[Saved entries]
>>>

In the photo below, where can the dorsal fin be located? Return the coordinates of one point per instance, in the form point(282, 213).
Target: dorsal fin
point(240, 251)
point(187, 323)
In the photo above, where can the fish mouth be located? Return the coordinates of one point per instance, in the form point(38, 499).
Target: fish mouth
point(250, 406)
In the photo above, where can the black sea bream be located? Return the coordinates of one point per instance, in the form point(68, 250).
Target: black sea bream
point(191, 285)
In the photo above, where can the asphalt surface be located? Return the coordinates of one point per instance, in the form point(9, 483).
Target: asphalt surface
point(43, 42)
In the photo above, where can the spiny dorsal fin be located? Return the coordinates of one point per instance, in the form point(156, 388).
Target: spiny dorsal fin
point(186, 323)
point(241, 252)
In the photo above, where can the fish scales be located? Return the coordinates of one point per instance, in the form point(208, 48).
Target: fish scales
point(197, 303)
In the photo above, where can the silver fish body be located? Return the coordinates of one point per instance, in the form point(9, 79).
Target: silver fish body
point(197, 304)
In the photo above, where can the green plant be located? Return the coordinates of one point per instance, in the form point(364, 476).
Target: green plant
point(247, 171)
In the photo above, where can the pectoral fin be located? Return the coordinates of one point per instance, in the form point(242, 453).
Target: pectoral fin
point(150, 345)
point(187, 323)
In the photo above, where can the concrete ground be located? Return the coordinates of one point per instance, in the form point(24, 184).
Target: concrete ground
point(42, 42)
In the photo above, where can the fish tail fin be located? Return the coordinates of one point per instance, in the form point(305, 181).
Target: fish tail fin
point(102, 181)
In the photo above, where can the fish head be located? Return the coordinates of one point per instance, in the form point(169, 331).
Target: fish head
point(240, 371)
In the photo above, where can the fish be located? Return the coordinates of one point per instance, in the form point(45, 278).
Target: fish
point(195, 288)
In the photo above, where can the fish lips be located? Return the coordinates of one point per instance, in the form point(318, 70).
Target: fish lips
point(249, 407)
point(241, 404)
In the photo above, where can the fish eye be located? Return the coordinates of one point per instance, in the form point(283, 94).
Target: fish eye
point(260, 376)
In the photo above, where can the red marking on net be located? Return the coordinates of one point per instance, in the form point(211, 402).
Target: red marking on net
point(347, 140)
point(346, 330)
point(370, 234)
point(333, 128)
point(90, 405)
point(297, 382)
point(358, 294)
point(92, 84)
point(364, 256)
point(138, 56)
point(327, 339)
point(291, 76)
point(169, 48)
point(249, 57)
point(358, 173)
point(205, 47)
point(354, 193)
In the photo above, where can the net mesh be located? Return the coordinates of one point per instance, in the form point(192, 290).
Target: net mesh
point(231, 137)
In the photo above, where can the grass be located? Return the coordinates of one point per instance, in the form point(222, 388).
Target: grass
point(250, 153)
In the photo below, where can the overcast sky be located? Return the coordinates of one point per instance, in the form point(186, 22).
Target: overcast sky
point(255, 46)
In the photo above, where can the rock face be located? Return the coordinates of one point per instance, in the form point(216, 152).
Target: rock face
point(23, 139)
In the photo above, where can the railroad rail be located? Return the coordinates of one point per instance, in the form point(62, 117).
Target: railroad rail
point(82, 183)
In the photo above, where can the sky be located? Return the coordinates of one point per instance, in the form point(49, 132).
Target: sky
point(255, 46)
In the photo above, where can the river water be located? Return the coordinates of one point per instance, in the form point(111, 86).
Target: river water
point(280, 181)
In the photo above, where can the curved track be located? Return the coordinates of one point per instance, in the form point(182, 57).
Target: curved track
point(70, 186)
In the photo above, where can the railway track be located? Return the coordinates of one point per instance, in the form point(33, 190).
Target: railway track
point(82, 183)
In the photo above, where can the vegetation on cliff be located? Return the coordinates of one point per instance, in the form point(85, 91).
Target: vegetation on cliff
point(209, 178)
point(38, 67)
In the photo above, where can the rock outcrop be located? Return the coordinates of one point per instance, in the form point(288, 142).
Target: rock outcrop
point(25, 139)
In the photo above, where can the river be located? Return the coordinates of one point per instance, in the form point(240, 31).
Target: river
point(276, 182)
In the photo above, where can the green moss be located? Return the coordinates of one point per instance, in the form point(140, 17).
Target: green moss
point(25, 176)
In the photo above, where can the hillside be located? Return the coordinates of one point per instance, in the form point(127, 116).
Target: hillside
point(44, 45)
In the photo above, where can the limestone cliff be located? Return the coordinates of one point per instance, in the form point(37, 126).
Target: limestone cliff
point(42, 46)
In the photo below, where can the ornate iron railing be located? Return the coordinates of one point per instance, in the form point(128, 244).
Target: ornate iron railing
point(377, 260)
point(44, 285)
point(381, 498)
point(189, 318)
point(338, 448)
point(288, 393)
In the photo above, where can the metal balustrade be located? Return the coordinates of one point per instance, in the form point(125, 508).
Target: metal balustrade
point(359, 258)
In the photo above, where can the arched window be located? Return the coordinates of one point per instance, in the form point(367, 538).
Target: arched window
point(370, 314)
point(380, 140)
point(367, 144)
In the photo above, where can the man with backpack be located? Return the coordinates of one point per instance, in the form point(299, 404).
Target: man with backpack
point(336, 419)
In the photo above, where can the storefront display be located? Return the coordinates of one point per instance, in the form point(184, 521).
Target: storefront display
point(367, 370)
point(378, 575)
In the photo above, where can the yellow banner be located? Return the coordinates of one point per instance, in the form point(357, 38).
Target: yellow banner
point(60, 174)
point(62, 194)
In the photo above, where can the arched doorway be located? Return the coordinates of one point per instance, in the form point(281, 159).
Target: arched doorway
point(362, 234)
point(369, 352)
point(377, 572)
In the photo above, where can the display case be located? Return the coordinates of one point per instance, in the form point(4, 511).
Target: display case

<<<

**INSTRUCTIONS FOR THE TASK:**
With the string "below" as the key, filter the data above and show the lines that match.

**SOLUTION FOR THIS EXERCISE:**
In the photo below, where can the dorsal fin be located? Return the coordinates of one point per instance, in the form point(282, 213).
In the photo below, where can the overcast sky be located? Return the coordinates of one point per instance, in the form point(186, 22).
In the photo below, where can the ornate iron railing be located? Return the coordinates of one point per instance, in the form point(128, 244).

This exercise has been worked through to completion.